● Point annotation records
***

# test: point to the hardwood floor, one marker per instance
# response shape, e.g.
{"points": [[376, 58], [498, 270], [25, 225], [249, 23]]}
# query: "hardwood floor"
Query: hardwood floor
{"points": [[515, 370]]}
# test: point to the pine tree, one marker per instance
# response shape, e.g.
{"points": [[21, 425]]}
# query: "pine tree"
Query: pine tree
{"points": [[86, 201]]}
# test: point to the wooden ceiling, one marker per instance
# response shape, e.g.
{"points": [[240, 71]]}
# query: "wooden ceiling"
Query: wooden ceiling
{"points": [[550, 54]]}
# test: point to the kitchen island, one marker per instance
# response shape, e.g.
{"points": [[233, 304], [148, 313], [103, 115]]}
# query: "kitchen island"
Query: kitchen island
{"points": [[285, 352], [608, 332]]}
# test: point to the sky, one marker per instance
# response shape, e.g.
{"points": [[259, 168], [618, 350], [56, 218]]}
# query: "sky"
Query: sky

***

● Problem to solve
Please copy everything from the line containing "# test: point to the pine" down to the end of the lines above, and scale each point coordinate in the answers by 2.1, rounding to whole numbers with halves rounded up. Leave every other number unchanged.

● Task solution
# test: point to the pine tree, one marker per instance
# response shape, e.g.
{"points": [[21, 425]]}
# query: "pine tree"
Query: pine tree
{"points": [[181, 422]]}
# test: point to the wooden ceiling, one marker per instance
# response shape, e.g.
{"points": [[240, 71]]}
# query: "wooden ceiling"
Query: wooden ceiling
{"points": [[1155, 113]]}
# test: point to the kitchen island, one marker per instance
# response shape, e.g.
{"points": [[233, 304], [148, 313], [103, 115]]}
# query: "kitchen island"
Query: kitchen island
{"points": [[599, 739], [1277, 697]]}
# test: point to the sky, one marker per instance
# response shape, e.g.
{"points": [[259, 168], [618, 350], [56, 218]]}
# query: "sky"
Query: sky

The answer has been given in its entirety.